## What the task requires:
The records below should be copied in full, exactly as shown.

━━ Data ━━

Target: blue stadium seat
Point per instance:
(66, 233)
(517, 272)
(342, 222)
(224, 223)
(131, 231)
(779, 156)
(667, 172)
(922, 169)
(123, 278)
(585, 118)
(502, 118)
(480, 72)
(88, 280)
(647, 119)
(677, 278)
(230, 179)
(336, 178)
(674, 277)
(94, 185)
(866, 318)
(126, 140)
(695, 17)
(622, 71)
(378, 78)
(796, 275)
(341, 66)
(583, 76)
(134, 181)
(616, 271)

━━━

## The completed task:
Target: blue stadium seat
Point per instance:
(66, 233)
(517, 272)
(342, 222)
(224, 223)
(131, 231)
(779, 156)
(667, 172)
(922, 169)
(123, 278)
(585, 118)
(502, 118)
(480, 72)
(88, 280)
(647, 119)
(677, 278)
(230, 179)
(336, 178)
(674, 277)
(94, 185)
(866, 318)
(126, 140)
(695, 17)
(622, 71)
(378, 78)
(796, 275)
(341, 66)
(583, 76)
(134, 181)
(616, 271)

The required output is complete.